Exercise prompt: What you return should match every record exactly, with the images removed.
Start of Source records
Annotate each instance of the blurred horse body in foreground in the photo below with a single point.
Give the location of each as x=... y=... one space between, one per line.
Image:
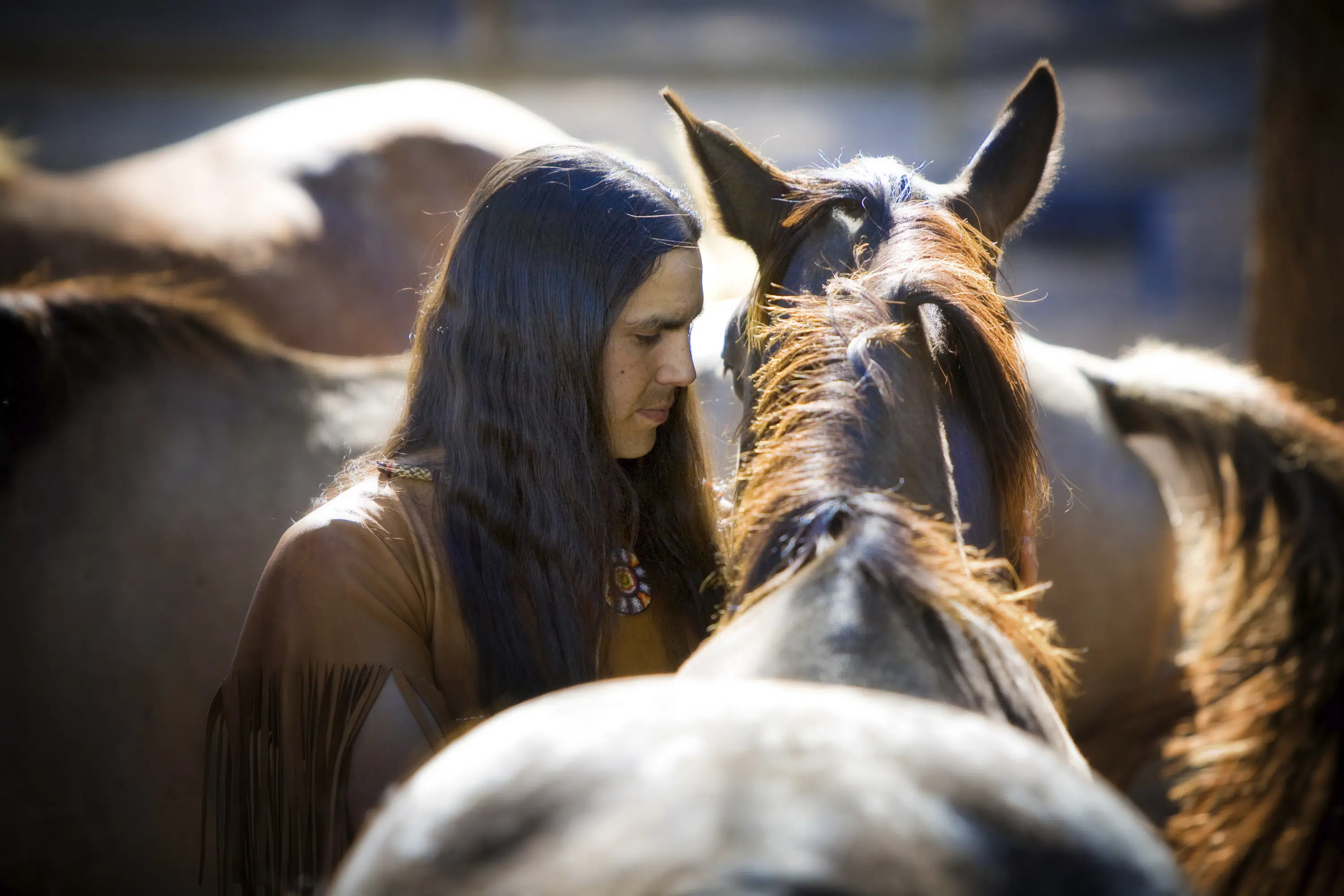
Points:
x=152 y=452
x=1249 y=657
x=319 y=217
x=668 y=786
x=724 y=782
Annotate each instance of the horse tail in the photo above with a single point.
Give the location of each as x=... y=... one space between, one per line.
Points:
x=1258 y=788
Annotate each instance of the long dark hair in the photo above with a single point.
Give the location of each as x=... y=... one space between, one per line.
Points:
x=507 y=383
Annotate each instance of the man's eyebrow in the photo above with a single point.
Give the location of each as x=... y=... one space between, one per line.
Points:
x=663 y=322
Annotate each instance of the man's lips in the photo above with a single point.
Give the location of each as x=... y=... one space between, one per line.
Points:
x=655 y=414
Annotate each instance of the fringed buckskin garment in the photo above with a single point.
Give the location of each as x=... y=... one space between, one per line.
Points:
x=355 y=594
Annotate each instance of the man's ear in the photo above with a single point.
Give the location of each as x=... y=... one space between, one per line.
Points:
x=1015 y=167
x=749 y=194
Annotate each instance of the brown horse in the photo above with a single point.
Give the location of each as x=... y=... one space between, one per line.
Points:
x=1260 y=798
x=152 y=452
x=718 y=782
x=318 y=217
x=834 y=575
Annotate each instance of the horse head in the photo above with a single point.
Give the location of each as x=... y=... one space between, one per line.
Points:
x=964 y=441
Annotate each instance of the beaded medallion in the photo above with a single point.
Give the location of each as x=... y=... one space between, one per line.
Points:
x=629 y=593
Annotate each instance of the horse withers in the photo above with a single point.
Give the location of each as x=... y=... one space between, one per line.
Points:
x=729 y=778
x=1260 y=797
x=320 y=217
x=667 y=786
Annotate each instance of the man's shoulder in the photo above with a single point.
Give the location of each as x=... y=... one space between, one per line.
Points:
x=370 y=507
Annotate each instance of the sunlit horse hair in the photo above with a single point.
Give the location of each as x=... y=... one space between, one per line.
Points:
x=935 y=257
x=803 y=484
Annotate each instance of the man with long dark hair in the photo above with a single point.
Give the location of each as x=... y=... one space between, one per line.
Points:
x=539 y=517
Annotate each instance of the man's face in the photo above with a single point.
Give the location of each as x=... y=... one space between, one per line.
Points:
x=648 y=353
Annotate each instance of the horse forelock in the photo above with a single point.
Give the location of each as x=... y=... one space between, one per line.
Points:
x=804 y=487
x=924 y=253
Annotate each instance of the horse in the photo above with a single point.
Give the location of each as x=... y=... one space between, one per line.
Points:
x=1245 y=660
x=667 y=786
x=318 y=217
x=773 y=762
x=154 y=448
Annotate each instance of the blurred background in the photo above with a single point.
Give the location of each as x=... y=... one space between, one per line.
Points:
x=1146 y=233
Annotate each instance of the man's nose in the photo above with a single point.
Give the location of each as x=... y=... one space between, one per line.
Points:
x=679 y=367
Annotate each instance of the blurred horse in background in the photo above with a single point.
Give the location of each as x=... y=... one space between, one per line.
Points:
x=319 y=217
x=154 y=448
x=729 y=781
x=1249 y=659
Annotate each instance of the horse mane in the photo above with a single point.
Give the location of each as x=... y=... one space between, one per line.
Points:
x=65 y=339
x=1261 y=763
x=13 y=156
x=803 y=488
x=932 y=256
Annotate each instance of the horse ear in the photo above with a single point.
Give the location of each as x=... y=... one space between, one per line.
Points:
x=749 y=194
x=1015 y=167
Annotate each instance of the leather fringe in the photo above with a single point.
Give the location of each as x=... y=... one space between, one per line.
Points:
x=277 y=770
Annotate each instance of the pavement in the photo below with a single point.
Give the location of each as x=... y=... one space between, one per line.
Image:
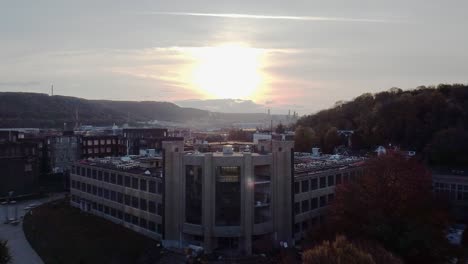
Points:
x=19 y=246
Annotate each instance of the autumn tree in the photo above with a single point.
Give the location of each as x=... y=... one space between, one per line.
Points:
x=341 y=250
x=392 y=203
x=304 y=139
x=5 y=256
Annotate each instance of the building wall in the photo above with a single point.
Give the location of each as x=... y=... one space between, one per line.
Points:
x=132 y=200
x=312 y=194
x=455 y=188
x=212 y=233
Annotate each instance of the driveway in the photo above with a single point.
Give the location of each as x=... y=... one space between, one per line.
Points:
x=19 y=246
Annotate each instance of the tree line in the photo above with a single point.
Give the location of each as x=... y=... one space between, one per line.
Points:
x=430 y=120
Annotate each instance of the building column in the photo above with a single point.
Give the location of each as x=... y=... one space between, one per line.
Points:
x=209 y=203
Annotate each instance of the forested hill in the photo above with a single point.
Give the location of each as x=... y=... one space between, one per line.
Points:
x=42 y=110
x=431 y=120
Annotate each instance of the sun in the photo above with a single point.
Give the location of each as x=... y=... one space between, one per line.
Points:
x=228 y=71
End of Source records
Task response:
Annotate each instance of the blurred horse body in foreground in the photo below with a single point.
Give the location of each as x=... y=... one space between, one per line.
Image:
Points:
x=152 y=452
x=1249 y=657
x=319 y=217
x=668 y=786
x=724 y=782
Annotate each instance of the horse tail in the photo above with a single point.
Give the location of each as x=... y=... one space between, one per line.
Points:
x=1258 y=788
Annotate each instance of the long dark hair in the photo above with a single point.
Give the location of each as x=... y=... one space between, one per line.
Points:
x=507 y=383
Annotate each instance of the man's eyebrow in the photo above with a single point.
Give the location of each as x=... y=... one space between, one per line.
Points:
x=663 y=322
Annotate each instance of the man's lips in the photo above with a single point.
Give the location of each as x=... y=... one space between, one per line.
Points:
x=655 y=414
Annotate each instance of the fringed buckskin garment in the photo above with a single point.
Give the location of each as x=... y=... one space between, one per line.
Points:
x=355 y=594
Annotate each instance of the man's ear in the photo above with a single point.
Give the location of each as x=... y=... one space between, one per line.
Points:
x=1015 y=167
x=749 y=194
Annotate each instance of the brown horse in the photo above with a single point.
Give the location of each as x=... y=... one space between, one per line.
Points:
x=1260 y=798
x=152 y=452
x=718 y=782
x=318 y=217
x=834 y=575
Annotate each instance of the horse head in the photo above with a single point.
Give the location of each as x=... y=... one space between, one per line.
Points:
x=964 y=441
Annotate each instance of the beaded medallion in the photo above with a single point.
Give the location of each as x=... y=... one space between, one per line.
Points:
x=629 y=593
Annotate each instance of the horse withers in the photo above with a single point.
Give the location of each as x=... y=... one space between, one per line.
Points:
x=729 y=778
x=1260 y=797
x=320 y=217
x=667 y=786
Annotate each instance of the man's shoulder in the photo above with a single point.
Give the location of each as x=... y=... one space between, one per line.
Points:
x=370 y=507
Annotate each instance of the sunlit horse hair in the photo above with a single point.
Give the location of each as x=... y=... one space between, one per line.
Points:
x=935 y=257
x=803 y=484
Annotate each instance of the man with long dark hair in the photo above with a single point.
Give the location of each as x=... y=... one space between, one per line.
Points:
x=539 y=517
Annotate each instance of the man's face in the photo above with a single point.
Give the location of each as x=... y=... one space between, one per line.
Points:
x=648 y=353
Annotate each instance of the horse forelock in the photo above with a single point.
Give the location of each as x=... y=... one space between, one per line.
Points:
x=804 y=487
x=924 y=253
Annotate each instance of the horse in the photo above with a single point.
Give the location of each as x=... y=... one space between, one per line.
Points:
x=1245 y=660
x=667 y=786
x=318 y=217
x=773 y=762
x=154 y=448
Annotate each instance of the blurred background in the photo above with a single point.
Give the location of each as x=... y=... one space between, one per line.
Points:
x=1146 y=233
Annotate each instance of the man's nose in the photo above with a single point.
Give the location of each as x=... y=... one space between, one per line.
Points:
x=679 y=367
Annotate each instance of the blurred horse in background in the photo above with a single point.
Give the location of each as x=... y=... one space between, one per line.
Points:
x=319 y=217
x=154 y=448
x=729 y=781
x=1249 y=659
Annotate each instance of the horse mane in the photo above with a single point.
Give the location of each as x=... y=... one space between, one per line.
Points:
x=65 y=339
x=1261 y=763
x=13 y=156
x=803 y=488
x=932 y=256
Annotate each instance of the horse ear in the photo above with a single point.
Give the location of each as x=... y=... one space between, one per line.
Points:
x=749 y=194
x=1015 y=167
Annotate each instance of the leather fringe in the photo above with a single point.
Give the location of each as x=... y=... one space between, one per line.
Points:
x=277 y=770
Annotate each instance of the pavement in the photo below with a single point.
Give the location of each as x=... y=... one space between, one per line.
Image:
Points:
x=19 y=246
Annotate each instance of the autumn tree in the photo above with a single point.
Give the location of each as x=... y=... one space between, one per line.
Points:
x=341 y=250
x=392 y=203
x=304 y=139
x=5 y=256
Annotate each instance of the building wall in the photo above with a single point.
Give the location of each as x=... y=... one space between, one per line.
Points:
x=132 y=200
x=312 y=194
x=455 y=188
x=212 y=233
Annotate each instance of the driveway in the photo above with a single point.
Give the location of each as x=... y=... one space between, one per line.
Points:
x=19 y=246
Annotate each instance of the tree line in the photo above with a single point.
Give the location of each as x=... y=... one space between, one per line.
Points:
x=430 y=120
Annotate each instance of the building column in the photo above with a single point.
Give the location of each as x=... y=... one space between, one per line.
Points:
x=209 y=203
Annotate each instance of the forested hill in the photo above with a single point.
Give the location of each as x=... y=... one space between, one per line.
Points:
x=42 y=110
x=431 y=120
Annotate each instance of the sun in the photo above with a single point.
Give the location of each as x=... y=... one space between, one per line.
Points:
x=228 y=71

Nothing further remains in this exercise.